## Your goal
In two sentences, summarize the text below on cheap star wide receivers.

Star Power on the Cheap:

A.J Green

 A.J. Green (WR14) – Green dropped 13/227/2 on the Ravens this year. We’ve seen him have games like this before, so it isn’t a shock. He’s prone to disappear at times, but that makes him come more cheaply than the high floor studs like Julio Jones and Antonio Brown.

 Steve Smith, Sr. (WR9) – Steve Smith isn’t a consistent fantasy player at all. Two of his games this season have gone for fewer than 7 points. But you know what that means – he got to his current WR9 ranking with some monsters, including a 13/186/2 smackdown on a great Bengals defense. Smith can win a week for you, and chances are he’s not being valued like the other top WRs.

 Odell Beckham, Jr. (WR17) – See weeks 9 through 17 of 2014. No further explanation required. He’s had two straight weeks of down production; pounce if you can.

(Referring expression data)
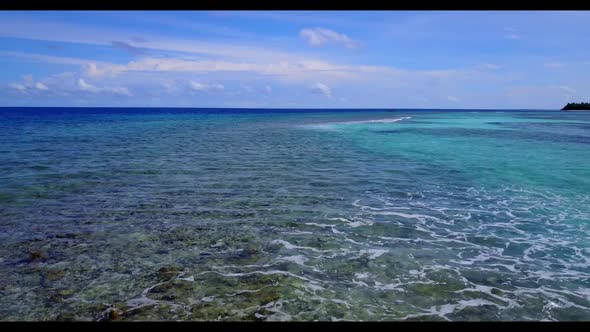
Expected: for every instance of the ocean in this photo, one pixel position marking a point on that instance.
(331, 215)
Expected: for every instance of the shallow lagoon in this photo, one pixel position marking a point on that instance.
(163, 214)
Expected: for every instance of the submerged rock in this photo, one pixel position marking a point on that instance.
(167, 272)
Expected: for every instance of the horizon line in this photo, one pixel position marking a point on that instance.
(287, 108)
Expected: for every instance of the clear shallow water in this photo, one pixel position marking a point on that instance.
(294, 215)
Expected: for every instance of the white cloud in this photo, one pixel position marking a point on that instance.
(320, 37)
(491, 66)
(17, 86)
(322, 89)
(205, 87)
(86, 87)
(554, 65)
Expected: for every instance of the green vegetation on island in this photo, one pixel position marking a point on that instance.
(576, 107)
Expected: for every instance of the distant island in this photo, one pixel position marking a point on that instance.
(576, 107)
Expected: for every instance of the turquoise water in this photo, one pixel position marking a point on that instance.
(143, 214)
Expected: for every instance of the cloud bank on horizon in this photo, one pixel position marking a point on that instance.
(295, 59)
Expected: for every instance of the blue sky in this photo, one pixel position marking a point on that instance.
(303, 59)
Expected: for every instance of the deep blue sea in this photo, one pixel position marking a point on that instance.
(233, 214)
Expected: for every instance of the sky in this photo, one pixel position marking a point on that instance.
(295, 59)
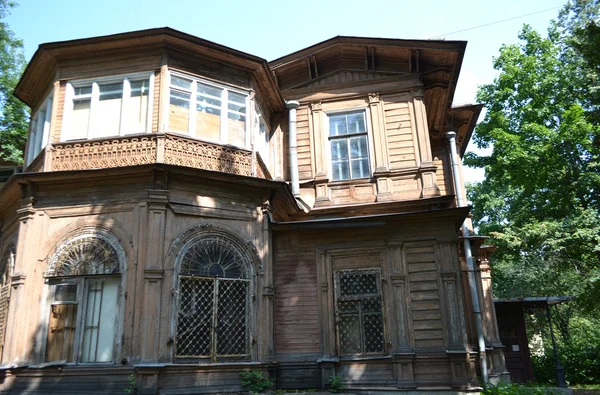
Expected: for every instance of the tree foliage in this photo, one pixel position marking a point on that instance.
(13, 113)
(539, 201)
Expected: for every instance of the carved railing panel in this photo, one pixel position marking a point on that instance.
(117, 152)
(186, 152)
(146, 149)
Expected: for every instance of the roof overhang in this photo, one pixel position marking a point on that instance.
(536, 302)
(463, 120)
(434, 63)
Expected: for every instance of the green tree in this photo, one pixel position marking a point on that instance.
(539, 200)
(14, 116)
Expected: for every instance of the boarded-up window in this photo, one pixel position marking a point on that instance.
(359, 312)
(84, 288)
(213, 310)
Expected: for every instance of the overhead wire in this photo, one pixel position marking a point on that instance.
(494, 23)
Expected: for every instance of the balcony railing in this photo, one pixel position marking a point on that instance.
(145, 149)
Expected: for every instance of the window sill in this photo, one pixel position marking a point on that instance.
(354, 181)
(348, 358)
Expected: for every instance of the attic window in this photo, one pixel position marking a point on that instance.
(208, 111)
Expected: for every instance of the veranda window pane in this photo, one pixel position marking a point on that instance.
(80, 118)
(236, 125)
(137, 108)
(209, 90)
(337, 125)
(208, 112)
(100, 320)
(108, 114)
(356, 122)
(179, 116)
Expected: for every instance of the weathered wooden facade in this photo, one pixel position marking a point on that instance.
(189, 211)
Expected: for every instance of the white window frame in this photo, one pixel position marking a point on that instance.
(68, 134)
(39, 129)
(261, 143)
(82, 283)
(327, 141)
(224, 117)
(48, 294)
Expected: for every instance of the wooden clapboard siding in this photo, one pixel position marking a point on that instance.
(424, 295)
(401, 148)
(442, 175)
(295, 307)
(304, 144)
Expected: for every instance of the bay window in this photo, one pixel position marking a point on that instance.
(208, 111)
(108, 107)
(348, 144)
(40, 129)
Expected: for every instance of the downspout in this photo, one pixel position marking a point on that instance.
(451, 136)
(292, 105)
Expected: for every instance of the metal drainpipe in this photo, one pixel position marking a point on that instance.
(451, 136)
(292, 105)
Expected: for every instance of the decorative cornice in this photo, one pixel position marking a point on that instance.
(373, 97)
(417, 92)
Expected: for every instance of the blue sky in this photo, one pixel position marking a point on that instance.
(271, 29)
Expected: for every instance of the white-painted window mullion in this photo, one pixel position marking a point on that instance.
(125, 118)
(46, 135)
(92, 123)
(150, 103)
(192, 120)
(224, 116)
(66, 132)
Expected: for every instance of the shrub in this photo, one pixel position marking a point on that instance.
(255, 381)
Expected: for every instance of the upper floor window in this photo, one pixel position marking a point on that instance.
(207, 110)
(108, 107)
(348, 143)
(40, 129)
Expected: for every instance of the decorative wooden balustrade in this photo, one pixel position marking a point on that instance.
(145, 149)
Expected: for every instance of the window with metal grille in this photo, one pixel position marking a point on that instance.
(84, 295)
(359, 312)
(213, 303)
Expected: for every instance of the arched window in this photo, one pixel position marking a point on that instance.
(213, 300)
(84, 278)
(6, 268)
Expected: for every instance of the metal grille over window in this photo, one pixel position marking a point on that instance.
(213, 310)
(359, 314)
(85, 256)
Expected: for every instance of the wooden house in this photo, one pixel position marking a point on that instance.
(188, 211)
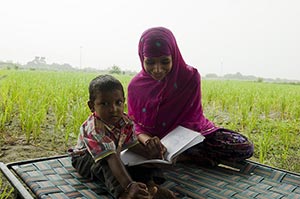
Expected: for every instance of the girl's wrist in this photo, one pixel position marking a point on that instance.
(129, 185)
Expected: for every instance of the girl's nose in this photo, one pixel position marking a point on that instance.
(157, 68)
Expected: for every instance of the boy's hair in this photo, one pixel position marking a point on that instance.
(104, 83)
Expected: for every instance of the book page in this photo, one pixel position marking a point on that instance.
(176, 142)
(179, 140)
(130, 158)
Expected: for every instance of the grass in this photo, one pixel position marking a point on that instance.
(267, 113)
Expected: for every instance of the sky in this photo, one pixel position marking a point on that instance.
(253, 37)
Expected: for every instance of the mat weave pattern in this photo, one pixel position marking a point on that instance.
(56, 178)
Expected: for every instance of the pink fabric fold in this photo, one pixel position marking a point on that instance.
(157, 107)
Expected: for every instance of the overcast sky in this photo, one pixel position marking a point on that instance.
(254, 37)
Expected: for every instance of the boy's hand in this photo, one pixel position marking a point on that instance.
(138, 190)
(155, 148)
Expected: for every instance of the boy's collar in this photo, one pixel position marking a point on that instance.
(118, 125)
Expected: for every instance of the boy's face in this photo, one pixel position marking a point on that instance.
(109, 106)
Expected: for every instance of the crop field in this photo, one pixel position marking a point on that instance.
(38, 103)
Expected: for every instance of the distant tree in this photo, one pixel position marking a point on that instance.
(115, 70)
(260, 79)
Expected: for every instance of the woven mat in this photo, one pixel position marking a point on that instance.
(56, 178)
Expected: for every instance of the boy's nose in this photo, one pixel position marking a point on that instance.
(157, 68)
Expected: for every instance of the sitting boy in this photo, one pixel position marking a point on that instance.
(105, 133)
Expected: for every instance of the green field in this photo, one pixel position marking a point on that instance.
(268, 113)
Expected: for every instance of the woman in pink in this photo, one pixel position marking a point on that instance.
(166, 93)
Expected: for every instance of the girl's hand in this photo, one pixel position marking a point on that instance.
(138, 190)
(155, 148)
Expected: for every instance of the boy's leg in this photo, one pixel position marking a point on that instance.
(82, 164)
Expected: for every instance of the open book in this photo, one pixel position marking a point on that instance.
(177, 141)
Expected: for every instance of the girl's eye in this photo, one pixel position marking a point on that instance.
(150, 62)
(104, 103)
(119, 102)
(165, 62)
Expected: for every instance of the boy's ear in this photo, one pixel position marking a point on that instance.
(91, 106)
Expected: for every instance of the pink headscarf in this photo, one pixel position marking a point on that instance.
(157, 107)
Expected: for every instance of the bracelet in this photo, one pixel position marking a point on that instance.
(147, 141)
(129, 185)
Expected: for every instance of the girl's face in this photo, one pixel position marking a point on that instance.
(109, 106)
(158, 67)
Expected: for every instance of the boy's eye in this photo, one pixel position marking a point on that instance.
(165, 62)
(104, 103)
(119, 102)
(149, 62)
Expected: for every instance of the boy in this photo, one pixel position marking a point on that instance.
(105, 133)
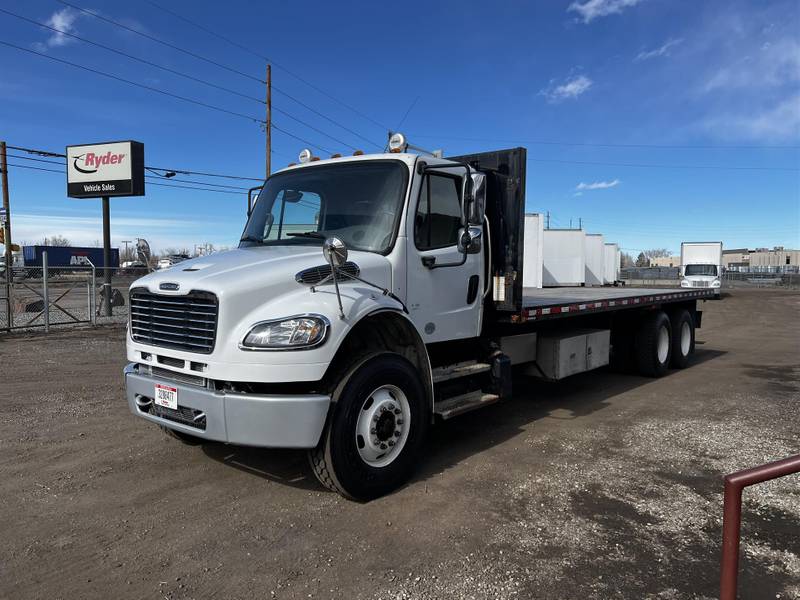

## Response for this exercise
The text highlights three wide receivers, A.J. Green, Steve Smith, Sr., and Odell Beckham, Jr., who can put up big games but are inconsistent or coming off down weeks. Because of this, Green comes more cheaply than studs like Julio Jones and Antonio Brown, Smith likely isn't valued like other top receivers, and Beckham's two-week slump is a chance to pounce.